*Exercise objective*
Pick out and copy every line below that has the word "water".

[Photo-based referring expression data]
····················

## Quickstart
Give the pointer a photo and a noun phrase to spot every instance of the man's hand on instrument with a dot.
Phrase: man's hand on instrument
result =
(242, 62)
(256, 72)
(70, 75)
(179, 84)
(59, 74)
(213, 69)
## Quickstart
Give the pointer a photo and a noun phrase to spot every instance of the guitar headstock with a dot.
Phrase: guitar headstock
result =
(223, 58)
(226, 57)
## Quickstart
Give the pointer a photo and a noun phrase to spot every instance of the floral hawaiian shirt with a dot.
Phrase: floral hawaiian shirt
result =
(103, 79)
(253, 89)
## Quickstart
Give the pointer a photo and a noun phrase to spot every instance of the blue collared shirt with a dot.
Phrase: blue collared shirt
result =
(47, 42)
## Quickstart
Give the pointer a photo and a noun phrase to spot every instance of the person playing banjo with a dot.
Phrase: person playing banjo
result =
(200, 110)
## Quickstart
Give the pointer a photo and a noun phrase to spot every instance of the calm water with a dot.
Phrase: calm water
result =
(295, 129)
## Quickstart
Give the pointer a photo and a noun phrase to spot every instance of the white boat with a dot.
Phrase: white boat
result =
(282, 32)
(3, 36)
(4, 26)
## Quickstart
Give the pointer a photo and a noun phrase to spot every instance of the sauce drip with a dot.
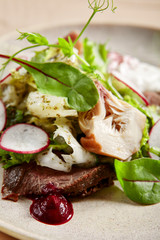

····················

*Exercise answer*
Give the pointer a photo and a noun phrase to spot every instance of the calm water with a dot.
Phrase: calm water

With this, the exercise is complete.